* **WHAT YOU SHOULD DO**: Return all lines of the records that contain the word "each".

* **DATA FOR THIS EXERCISE**:
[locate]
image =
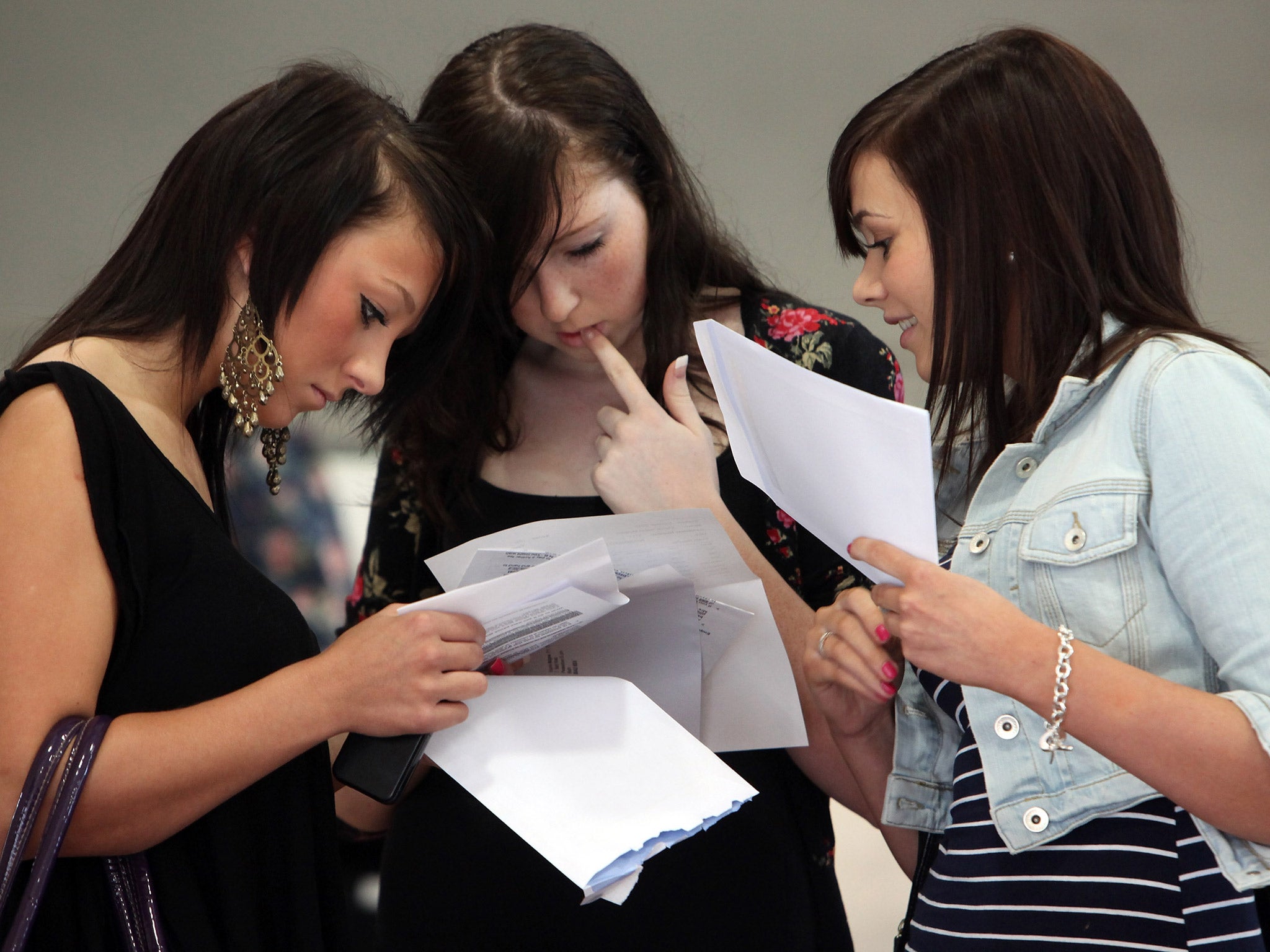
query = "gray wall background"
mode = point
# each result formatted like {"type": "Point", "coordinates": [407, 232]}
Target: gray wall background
{"type": "Point", "coordinates": [95, 97]}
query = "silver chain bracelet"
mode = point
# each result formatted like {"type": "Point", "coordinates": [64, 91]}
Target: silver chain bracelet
{"type": "Point", "coordinates": [1053, 738]}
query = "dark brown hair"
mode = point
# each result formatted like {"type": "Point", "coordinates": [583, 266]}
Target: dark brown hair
{"type": "Point", "coordinates": [290, 165]}
{"type": "Point", "coordinates": [515, 108]}
{"type": "Point", "coordinates": [1044, 198]}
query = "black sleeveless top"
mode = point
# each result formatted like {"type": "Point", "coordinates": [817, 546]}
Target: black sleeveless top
{"type": "Point", "coordinates": [195, 622]}
{"type": "Point", "coordinates": [456, 878]}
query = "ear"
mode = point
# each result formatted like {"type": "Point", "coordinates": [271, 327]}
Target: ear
{"type": "Point", "coordinates": [243, 253]}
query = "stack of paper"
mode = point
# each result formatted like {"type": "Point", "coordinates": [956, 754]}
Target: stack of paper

* **RESPONSE AREA**:
# each result formatted like {"type": "Point", "coordinates": [407, 232]}
# each result formatted like {"type": "Point", "coordinates": [64, 91]}
# each result formatted like {"type": "Point", "coordinates": [583, 266]}
# each result formatted like {"type": "Point", "coordinates": [817, 546]}
# each result formatted like {"type": "Point", "coordinates": [271, 327]}
# each result formatted like {"type": "Point", "coordinates": [956, 754]}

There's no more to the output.